_Prompt_: List every number that appears in the archery instructions, with its unit wherever the instructions state one.

_Excerpt_:
####################
If you can draw 35 pounds, (like my lady can) may I suggest you start out drawing 26 or so? 
That way you can FOCUS on proper form. Forget speed now. 
Form.Form.Form


Start at ten yards.


Step by step

Stance...like a statue, straight up and rigid. Feet at shoulder width. Rear foot 4" out in front of front foot.
Nock an arrow
Turn head towards target. Holding your head high.
Keeping your fingers BEHIND the release (trigger) NEVER IN FRONT.
Draw the bow using a circular method kind of like turning a wheel. Elbow up and over.
Anchor your knuckle behind and under your ear into the pocket behind your jaw and press hard into the bone. DO NOT MOVE YOUR ANCHOR.

Lift bow to bring string to tip of nose.
Slightly lower bow shoulder by kicking the elbow out a little bit.
Relax bow hand. Let fingers relax.
The peep (if set properly) should align perfectly so you can see the entire front sight through it.
####################
_Supplied records_:

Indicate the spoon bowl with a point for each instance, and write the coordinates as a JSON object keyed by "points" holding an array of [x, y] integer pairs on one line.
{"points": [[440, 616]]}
####################
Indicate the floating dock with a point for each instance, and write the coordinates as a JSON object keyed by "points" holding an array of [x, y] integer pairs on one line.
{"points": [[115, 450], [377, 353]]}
####################
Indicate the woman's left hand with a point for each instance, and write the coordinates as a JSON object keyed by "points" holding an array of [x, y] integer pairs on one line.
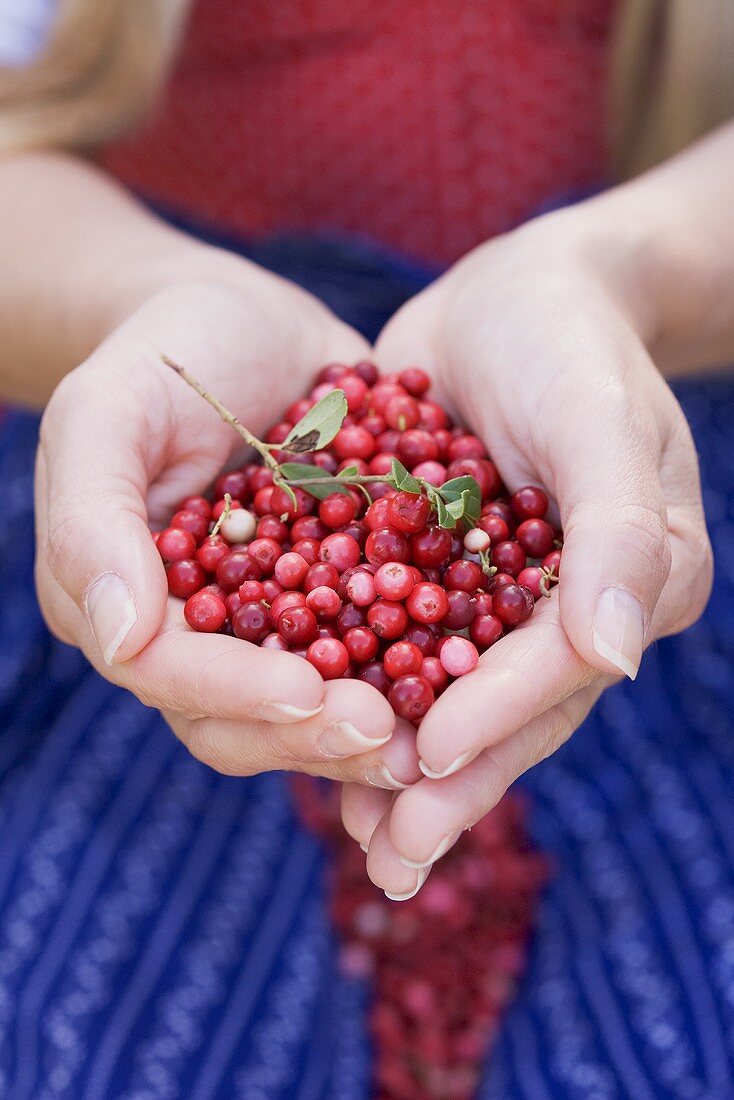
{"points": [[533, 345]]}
####################
_The solution_:
- 35 pounds
- 26
- ten yards
- 4"